(Records pointing to objects in photos)
- - -
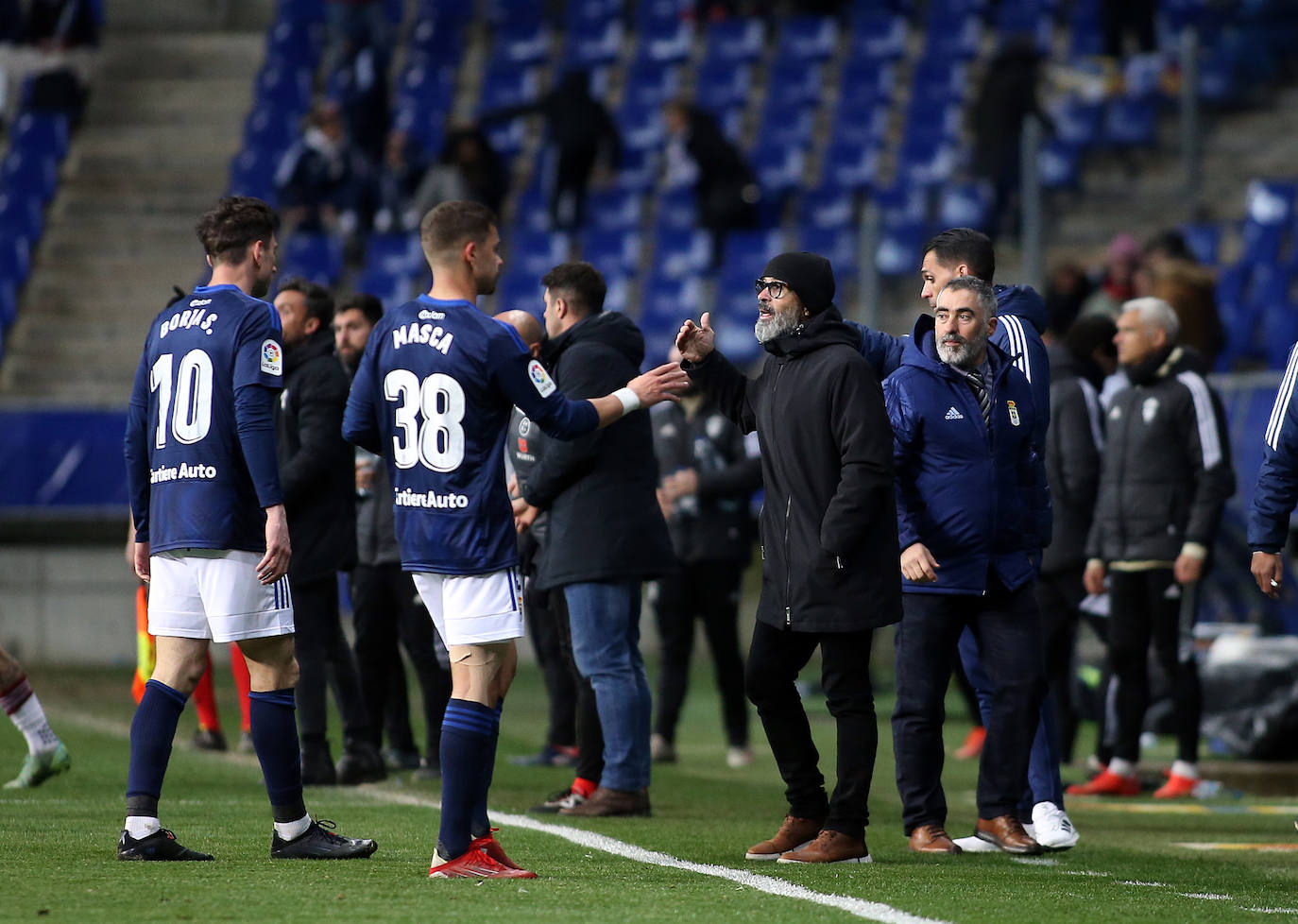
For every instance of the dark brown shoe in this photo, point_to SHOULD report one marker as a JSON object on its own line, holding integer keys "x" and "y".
{"x": 932, "y": 839}
{"x": 829, "y": 847}
{"x": 605, "y": 802}
{"x": 1007, "y": 834}
{"x": 794, "y": 833}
- - -
Your objective ->
Format every line of the records above as a Markdown table with two columns, n for the row number and Line for the line itself. Skip blank lines and leave the pictures out.

Response to the exercise ->
| n | Line |
|---|---|
| 1 | For every instance of the dark brown shoe in this photo, point_to SHOULD report one marker as a JSON object on its own line, holding integer keys "x" and "y". |
| 2 | {"x": 932, "y": 839} |
| 3 | {"x": 829, "y": 847} |
| 4 | {"x": 605, "y": 802} |
| 5 | {"x": 1007, "y": 834} |
| 6 | {"x": 794, "y": 833} |